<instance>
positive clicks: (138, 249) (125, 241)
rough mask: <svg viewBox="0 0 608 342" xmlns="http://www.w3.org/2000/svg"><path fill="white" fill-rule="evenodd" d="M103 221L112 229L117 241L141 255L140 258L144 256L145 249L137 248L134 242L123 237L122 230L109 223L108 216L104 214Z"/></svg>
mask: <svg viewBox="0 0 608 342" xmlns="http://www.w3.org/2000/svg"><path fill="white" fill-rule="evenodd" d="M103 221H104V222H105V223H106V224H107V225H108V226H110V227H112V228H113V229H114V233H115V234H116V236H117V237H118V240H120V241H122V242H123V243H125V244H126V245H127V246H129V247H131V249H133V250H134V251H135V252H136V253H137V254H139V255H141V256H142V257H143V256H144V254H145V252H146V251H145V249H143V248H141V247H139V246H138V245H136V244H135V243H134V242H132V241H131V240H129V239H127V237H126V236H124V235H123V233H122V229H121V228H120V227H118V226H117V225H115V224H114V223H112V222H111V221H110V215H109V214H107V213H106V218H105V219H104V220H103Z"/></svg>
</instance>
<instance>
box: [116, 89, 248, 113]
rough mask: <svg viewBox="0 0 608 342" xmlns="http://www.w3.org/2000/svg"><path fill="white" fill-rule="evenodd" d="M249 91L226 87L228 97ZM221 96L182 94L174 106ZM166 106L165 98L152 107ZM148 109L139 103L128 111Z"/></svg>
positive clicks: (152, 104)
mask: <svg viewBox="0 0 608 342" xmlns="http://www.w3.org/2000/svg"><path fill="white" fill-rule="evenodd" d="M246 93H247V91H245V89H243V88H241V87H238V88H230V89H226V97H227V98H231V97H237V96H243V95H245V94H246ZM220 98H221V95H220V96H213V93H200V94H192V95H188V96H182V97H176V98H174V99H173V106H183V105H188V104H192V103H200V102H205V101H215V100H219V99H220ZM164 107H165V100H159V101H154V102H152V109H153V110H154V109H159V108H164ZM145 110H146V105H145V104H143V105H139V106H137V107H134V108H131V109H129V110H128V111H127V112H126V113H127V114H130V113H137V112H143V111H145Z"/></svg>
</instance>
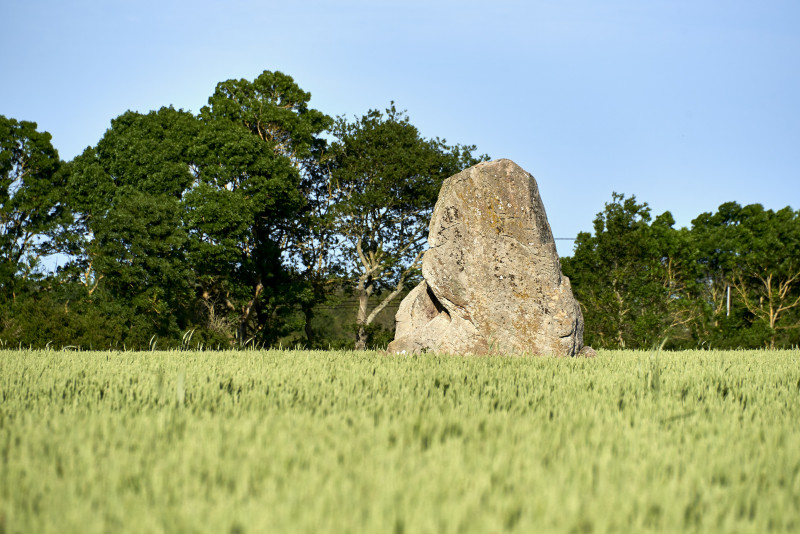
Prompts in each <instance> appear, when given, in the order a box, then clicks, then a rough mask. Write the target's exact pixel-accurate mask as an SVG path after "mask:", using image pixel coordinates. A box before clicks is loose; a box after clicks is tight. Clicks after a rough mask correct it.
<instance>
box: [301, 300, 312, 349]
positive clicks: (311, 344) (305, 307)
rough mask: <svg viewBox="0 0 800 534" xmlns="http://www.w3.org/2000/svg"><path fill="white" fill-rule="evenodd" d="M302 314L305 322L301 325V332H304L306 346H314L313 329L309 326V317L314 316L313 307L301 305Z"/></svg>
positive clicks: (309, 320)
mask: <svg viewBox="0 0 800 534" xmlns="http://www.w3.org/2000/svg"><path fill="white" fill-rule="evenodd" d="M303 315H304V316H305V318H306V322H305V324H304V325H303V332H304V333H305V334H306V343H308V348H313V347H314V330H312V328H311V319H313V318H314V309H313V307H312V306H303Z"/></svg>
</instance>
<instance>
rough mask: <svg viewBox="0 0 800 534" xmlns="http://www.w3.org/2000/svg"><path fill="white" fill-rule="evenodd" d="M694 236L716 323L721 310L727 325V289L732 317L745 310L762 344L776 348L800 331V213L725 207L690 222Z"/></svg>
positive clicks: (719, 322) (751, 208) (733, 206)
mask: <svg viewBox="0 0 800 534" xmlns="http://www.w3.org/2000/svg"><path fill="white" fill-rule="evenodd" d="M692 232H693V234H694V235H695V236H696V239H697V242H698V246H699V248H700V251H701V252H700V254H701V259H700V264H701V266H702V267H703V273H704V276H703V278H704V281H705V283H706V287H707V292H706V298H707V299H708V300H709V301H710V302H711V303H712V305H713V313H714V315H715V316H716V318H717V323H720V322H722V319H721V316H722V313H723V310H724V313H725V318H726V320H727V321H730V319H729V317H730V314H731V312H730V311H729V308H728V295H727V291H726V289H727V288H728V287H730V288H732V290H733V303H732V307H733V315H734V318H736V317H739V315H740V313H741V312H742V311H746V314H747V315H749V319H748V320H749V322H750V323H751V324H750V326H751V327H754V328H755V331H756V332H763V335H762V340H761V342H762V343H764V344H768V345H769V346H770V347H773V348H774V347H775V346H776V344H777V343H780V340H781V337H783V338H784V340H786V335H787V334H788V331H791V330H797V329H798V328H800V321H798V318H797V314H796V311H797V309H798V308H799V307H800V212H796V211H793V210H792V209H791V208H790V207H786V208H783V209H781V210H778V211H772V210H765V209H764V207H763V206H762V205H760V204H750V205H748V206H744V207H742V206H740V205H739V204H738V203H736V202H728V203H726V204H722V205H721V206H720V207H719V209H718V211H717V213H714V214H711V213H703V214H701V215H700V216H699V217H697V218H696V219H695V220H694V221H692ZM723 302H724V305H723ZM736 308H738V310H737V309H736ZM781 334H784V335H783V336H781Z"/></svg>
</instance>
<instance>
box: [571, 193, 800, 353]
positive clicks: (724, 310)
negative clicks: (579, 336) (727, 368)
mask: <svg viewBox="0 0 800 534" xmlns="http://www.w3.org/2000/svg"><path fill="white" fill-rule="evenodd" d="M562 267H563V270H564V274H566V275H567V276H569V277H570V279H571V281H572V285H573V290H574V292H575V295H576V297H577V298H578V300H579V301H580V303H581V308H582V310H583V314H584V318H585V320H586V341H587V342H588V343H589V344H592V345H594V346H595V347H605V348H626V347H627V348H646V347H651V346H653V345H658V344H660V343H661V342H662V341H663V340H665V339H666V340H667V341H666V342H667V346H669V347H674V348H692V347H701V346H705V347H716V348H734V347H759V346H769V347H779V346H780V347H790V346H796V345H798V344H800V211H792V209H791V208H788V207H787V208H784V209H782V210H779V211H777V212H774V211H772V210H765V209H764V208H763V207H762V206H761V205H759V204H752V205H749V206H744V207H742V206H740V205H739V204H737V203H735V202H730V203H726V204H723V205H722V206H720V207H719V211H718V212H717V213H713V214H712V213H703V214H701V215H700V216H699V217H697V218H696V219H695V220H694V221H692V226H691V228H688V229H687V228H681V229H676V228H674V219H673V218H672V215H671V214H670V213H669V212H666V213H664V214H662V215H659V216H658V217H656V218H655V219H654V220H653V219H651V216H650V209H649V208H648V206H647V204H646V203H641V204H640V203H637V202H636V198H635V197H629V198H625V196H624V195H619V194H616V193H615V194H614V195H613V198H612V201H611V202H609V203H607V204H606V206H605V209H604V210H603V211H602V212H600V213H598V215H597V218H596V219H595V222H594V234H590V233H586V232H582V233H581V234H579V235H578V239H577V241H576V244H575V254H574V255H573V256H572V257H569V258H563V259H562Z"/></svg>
****
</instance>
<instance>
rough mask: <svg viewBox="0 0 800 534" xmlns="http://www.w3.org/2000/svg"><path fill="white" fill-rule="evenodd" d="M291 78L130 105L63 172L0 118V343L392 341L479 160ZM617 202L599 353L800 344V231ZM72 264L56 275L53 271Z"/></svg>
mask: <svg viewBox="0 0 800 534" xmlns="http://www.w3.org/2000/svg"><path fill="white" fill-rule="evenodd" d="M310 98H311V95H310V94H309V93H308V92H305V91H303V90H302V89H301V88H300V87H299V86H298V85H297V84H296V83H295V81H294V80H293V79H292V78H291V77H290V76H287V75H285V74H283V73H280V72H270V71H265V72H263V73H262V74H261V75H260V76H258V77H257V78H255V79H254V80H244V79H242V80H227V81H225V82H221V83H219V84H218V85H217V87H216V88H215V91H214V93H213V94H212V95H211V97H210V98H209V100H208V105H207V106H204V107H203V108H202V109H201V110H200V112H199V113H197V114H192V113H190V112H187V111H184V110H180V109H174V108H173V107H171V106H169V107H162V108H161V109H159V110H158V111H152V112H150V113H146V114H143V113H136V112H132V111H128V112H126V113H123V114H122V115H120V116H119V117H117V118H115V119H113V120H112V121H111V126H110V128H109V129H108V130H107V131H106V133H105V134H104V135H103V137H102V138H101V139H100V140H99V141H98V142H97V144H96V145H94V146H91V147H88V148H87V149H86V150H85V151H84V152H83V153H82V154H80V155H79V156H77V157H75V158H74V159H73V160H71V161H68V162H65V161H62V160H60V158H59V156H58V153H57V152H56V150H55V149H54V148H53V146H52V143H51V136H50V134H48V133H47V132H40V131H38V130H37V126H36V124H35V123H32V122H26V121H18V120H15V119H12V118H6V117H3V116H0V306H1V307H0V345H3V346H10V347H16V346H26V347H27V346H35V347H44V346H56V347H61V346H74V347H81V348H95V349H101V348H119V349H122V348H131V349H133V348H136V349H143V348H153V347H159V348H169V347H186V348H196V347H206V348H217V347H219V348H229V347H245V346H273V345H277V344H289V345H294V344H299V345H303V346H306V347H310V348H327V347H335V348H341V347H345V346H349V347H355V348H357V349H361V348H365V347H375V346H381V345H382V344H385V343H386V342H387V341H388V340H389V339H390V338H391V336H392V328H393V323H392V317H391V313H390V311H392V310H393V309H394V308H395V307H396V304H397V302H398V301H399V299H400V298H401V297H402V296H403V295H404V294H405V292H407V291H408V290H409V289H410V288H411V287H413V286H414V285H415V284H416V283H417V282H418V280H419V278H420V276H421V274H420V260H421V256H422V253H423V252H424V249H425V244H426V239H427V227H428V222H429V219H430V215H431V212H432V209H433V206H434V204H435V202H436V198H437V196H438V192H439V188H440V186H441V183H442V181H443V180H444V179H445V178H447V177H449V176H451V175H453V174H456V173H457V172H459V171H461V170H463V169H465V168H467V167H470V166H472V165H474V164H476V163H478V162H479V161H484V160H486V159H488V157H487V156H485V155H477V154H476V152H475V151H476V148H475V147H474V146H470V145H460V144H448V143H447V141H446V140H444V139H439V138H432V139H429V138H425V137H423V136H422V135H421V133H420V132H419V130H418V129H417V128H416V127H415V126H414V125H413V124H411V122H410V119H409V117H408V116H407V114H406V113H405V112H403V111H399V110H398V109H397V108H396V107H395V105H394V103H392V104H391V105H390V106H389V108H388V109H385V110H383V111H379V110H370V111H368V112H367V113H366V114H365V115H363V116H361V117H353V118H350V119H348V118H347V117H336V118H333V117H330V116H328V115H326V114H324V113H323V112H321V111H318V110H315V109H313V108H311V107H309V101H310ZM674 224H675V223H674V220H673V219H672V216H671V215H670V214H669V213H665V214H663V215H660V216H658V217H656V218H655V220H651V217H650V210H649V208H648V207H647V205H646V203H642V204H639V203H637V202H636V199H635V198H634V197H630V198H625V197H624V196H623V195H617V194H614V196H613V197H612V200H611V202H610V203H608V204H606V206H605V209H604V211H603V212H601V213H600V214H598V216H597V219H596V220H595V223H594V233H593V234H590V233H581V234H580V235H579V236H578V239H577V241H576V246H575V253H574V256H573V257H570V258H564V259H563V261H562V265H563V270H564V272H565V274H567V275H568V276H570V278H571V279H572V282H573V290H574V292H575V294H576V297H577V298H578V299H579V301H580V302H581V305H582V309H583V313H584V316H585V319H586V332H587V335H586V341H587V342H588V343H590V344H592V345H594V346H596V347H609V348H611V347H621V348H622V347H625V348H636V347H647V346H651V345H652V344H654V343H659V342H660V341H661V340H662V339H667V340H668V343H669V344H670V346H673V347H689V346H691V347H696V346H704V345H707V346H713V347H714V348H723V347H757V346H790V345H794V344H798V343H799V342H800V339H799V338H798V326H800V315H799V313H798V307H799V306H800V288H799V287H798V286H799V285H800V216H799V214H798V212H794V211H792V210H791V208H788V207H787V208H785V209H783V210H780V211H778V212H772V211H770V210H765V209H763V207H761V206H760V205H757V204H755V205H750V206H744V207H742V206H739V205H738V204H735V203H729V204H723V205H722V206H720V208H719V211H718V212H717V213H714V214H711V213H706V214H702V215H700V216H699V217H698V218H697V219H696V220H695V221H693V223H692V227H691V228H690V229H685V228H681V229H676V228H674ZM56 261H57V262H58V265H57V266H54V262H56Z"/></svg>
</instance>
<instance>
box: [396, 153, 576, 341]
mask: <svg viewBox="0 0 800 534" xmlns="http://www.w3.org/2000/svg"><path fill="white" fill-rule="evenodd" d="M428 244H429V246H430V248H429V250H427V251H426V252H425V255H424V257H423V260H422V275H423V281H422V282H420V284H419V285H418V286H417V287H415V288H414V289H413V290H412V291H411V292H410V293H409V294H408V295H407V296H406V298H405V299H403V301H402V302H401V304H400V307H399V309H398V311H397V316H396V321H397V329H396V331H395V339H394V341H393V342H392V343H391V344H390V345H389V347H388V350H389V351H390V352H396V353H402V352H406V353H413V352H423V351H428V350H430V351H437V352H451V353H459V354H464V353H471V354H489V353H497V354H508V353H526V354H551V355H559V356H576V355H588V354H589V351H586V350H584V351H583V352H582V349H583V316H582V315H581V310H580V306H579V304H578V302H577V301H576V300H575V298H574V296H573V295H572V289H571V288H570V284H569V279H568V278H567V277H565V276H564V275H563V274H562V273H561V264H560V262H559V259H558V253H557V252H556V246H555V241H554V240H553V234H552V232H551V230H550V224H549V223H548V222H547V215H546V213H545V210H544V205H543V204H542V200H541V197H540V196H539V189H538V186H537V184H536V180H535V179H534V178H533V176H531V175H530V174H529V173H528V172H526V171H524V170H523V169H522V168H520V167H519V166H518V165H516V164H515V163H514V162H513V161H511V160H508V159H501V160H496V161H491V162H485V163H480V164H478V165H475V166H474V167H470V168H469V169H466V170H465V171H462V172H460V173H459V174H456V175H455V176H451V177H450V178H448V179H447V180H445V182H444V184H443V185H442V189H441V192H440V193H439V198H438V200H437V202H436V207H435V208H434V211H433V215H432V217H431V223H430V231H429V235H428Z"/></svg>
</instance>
****
→ **What is being asked**
Repeat, without pictures, exactly the lines of the data above from the one containing "91L226 87L228 97ZM221" through the one containing "236L716 323L721 310L727", including both and adding nothing.

→ **Result of this exercise**
rough mask: <svg viewBox="0 0 608 342" xmlns="http://www.w3.org/2000/svg"><path fill="white" fill-rule="evenodd" d="M249 91L226 87L228 97ZM221 96L182 94L174 106ZM166 106L165 98L152 107ZM148 109L139 103L128 111Z"/></svg>
positive clicks: (152, 104)
mask: <svg viewBox="0 0 608 342" xmlns="http://www.w3.org/2000/svg"><path fill="white" fill-rule="evenodd" d="M246 93H247V91H245V89H243V88H241V87H238V88H230V89H226V97H227V98H231V97H237V96H243V95H245V94H246ZM220 98H221V95H220V96H213V93H200V94H192V95H188V96H182V97H176V98H174V99H173V106H183V105H188V104H192V103H200V102H205V101H215V100H219V99H220ZM164 107H165V100H159V101H154V102H152V109H153V110H154V109H159V108H164ZM145 110H146V105H145V104H143V105H139V106H137V107H134V108H131V109H129V110H128V111H127V112H126V113H127V114H130V113H137V112H143V111H145Z"/></svg>
</instance>
Prompts in each <instance> appear, when given, in the order a box, then clicks, then a rough mask. Write the target's exact pixel-accurate mask as an SVG path after "mask:", using image pixel coordinates. A box before clicks is loose; a box after clicks is tight. Clicks after a rough mask correct it.
<instance>
box: [301, 300, 312, 349]
positive clicks: (311, 344) (305, 307)
rough mask: <svg viewBox="0 0 800 534" xmlns="http://www.w3.org/2000/svg"><path fill="white" fill-rule="evenodd" d="M302 314L305 322L301 325V332H304L306 346H314L313 329L309 326V317L314 316L313 307L301 305Z"/></svg>
positive clicks: (309, 320)
mask: <svg viewBox="0 0 800 534" xmlns="http://www.w3.org/2000/svg"><path fill="white" fill-rule="evenodd" d="M303 315H304V316H305V318H306V322H305V324H304V325H303V332H304V333H305V334H306V343H308V348H313V347H314V330H312V328H311V319H313V318H314V309H313V307H312V306H303Z"/></svg>
</instance>
<instance>
rough mask: <svg viewBox="0 0 800 534" xmlns="http://www.w3.org/2000/svg"><path fill="white" fill-rule="evenodd" d="M694 236L716 323L721 310L727 325V289L732 317L745 310L762 344L776 348L800 331V213L725 207L690 222Z"/></svg>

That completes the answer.